___ Input data
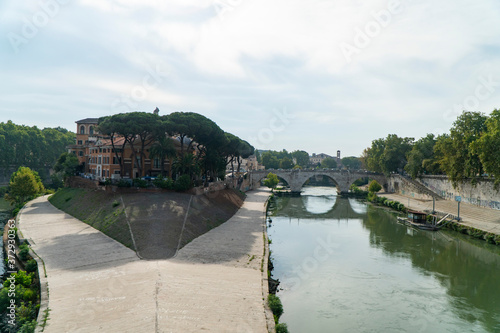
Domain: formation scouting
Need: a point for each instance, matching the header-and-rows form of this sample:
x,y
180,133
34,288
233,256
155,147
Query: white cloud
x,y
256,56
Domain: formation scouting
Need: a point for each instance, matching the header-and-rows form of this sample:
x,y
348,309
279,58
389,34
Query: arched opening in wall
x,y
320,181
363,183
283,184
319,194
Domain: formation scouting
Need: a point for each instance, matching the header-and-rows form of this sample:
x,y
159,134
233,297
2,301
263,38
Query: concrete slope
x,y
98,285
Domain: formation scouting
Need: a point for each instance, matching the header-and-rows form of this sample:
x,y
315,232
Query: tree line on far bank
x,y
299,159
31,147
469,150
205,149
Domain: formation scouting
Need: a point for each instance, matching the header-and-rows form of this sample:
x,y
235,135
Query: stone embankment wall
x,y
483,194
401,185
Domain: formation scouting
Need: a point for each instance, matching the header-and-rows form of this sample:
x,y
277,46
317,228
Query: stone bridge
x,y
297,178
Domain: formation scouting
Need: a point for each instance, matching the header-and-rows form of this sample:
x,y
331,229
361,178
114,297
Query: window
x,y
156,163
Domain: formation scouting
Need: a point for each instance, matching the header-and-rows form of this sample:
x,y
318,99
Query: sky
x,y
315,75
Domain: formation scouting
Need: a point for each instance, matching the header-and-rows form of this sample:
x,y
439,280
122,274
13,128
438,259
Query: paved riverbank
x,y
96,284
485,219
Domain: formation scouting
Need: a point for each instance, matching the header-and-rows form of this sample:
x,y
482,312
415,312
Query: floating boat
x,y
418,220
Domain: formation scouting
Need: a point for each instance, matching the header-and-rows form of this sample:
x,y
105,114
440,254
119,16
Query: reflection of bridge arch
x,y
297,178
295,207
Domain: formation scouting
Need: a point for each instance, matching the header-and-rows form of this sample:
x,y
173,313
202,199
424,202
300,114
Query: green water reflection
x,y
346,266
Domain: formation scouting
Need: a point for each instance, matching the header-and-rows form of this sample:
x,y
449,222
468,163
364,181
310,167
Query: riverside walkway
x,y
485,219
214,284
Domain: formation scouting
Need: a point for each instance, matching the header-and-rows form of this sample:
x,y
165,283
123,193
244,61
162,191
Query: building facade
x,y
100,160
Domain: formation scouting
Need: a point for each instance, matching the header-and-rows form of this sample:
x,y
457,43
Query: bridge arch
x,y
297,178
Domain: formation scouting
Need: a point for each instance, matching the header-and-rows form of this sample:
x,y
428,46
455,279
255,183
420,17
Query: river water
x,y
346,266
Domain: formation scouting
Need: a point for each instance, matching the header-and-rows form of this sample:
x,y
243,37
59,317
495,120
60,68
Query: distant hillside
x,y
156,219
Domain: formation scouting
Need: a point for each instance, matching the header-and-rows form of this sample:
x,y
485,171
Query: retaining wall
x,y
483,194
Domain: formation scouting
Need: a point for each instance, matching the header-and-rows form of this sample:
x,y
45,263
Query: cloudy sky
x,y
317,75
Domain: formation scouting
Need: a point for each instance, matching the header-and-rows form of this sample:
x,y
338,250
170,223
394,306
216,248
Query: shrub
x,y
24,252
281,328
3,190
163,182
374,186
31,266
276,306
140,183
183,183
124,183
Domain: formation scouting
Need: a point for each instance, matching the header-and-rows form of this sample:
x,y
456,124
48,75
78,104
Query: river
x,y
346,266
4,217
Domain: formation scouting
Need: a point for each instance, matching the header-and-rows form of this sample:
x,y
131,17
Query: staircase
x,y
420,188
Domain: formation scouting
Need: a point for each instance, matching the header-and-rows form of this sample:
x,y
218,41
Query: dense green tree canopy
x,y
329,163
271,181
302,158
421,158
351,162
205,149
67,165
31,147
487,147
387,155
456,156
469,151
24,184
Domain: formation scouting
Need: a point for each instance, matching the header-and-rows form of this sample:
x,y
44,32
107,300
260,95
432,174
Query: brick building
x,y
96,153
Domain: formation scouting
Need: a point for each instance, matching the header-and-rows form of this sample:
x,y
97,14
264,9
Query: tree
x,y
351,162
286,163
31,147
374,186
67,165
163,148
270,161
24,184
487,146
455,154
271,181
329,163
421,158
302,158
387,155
______
(What you have to do)
Output all the data, exactly, without images.

(Exercise solution)
Domain: formation scouting
Need: a point for each instance, matching the header-and-rows form of this sample:
x,y
180,133
34,288
233,256
155,147
Query: white cloud
x,y
256,56
Domain: formation scouting
Need: a point for each instance, matching the header-and-rows form of this sample:
x,y
348,309
279,58
389,34
Query: arched opening in wall
x,y
320,181
363,183
283,184
319,194
Domain: formation scouting
Need: a point for each instance, matching the header-and-rows form of this sample:
x,y
159,134
233,297
2,301
263,38
Query: concrete slope
x,y
98,285
Domain: formation scouting
Need: a point for each instance, matching the header-and-rows form of this sample:
x,y
315,232
Query: tree line on far bank
x,y
299,159
31,147
469,150
205,149
Domain: formation scouting
Need: a point for each instance, matching the header-and-rows form of this sample:
x,y
235,135
Query: stone embankment wall
x,y
483,194
401,185
Domain: formation scouting
Need: a point for each instance, matching the header-and-rows form of this sample:
x,y
277,46
317,228
Query: stone bridge
x,y
297,178
Domain: formation scouting
Need: a point for each instance, matching the header-and-rows form of this sample:
x,y
331,229
361,178
114,297
Query: window
x,y
156,163
Domain: formation scouting
Need: a point for each instance, matching the header-and-rows form of this sample:
x,y
318,99
Query: sky
x,y
315,75
Domain: formation scouting
Need: a point for each instance, matching the header-and-rows form of this sample:
x,y
439,280
122,274
13,128
438,259
Query: paved riverbank
x,y
96,284
485,219
Domain: formation scouting
Need: a point for each instance, matching the header-and-rows form of this sample:
x,y
482,312
415,312
Query: floating boat
x,y
418,220
Domain: formation scouting
Need: a point for each instance, matching the header-and-rows form of this sample:
x,y
105,114
440,254
119,16
Query: reflection of bridge arch
x,y
297,178
295,207
Domain: formation scouting
Need: a point for each instance, matching the header-and-rows form of this sample:
x,y
173,313
202,199
424,202
300,114
Query: green water reflection
x,y
346,266
Domain: formation scouting
Need: a point for each instance, matching the header-and-rows form of this sample:
x,y
449,222
468,163
364,181
310,167
Query: riverside walkway
x,y
485,219
214,284
Domain: formation scouting
Need: a point for each instance, matching the header-and-rows form of this sample:
x,y
165,283
123,193
244,61
162,191
Query: building facade
x,y
100,160
Domain: formation scouting
Need: a point for each instance, matching the header-and-rows form of this sample:
x,y
457,43
Query: bridge arch
x,y
297,178
Domain: formation scouting
Need: a point for each instance, matching the header-and-rows form of this sample:
x,y
428,46
455,279
255,183
420,17
Query: river water
x,y
346,266
Domain: formation scouting
Need: a point for each instance, matching the header-and-rows form of this sample:
x,y
243,37
59,317
495,120
60,68
Query: distant hillside
x,y
156,219
Domain: formation scouting
Need: a point for each instance, matching the header-and-rows form of this sample:
x,y
485,171
Query: retaining wall
x,y
483,194
Domain: formation scouting
Need: a point for each instance, matching the header-and-rows form of this sample:
x,y
45,263
Query: cloudy sky
x,y
317,75
Domain: formation scouting
Need: a point for each instance, matching the header-and-rows form of this sample:
x,y
338,250
170,223
394,306
216,248
Query: shrub
x,y
24,252
281,328
3,190
163,182
374,186
31,266
276,306
140,183
183,183
124,183
Domain: formation scouting
Need: a point for each instance, matching the header-and-rows form of this sample:
x,y
456,124
48,75
78,104
Query: river
x,y
346,266
4,217
Domain: formation scouting
Need: a point for each instance, matching the header-and-rows form of this sample:
x,y
131,17
Query: staircase
x,y
420,188
Domain: formation scouting
Need: a point for each instance, matching the header-and-rows form of this sample:
x,y
218,41
Query: dense green tree canopy
x,y
329,163
271,181
302,158
421,158
351,162
205,149
67,165
31,147
487,147
387,155
456,156
469,151
24,184
Domain: formation scouting
Need: a point for each instance, matching the header-and-rows form of this sample:
x,y
44,32
107,300
260,95
432,174
Query: brick building
x,y
96,153
Domain: formation scouting
Need: a point for each instance, matching the header-and-rows form of this sample:
x,y
97,14
264,9
Query: tree
x,y
351,162
286,163
31,147
374,186
67,165
163,148
270,161
24,184
487,146
455,154
271,181
329,163
421,158
302,158
387,155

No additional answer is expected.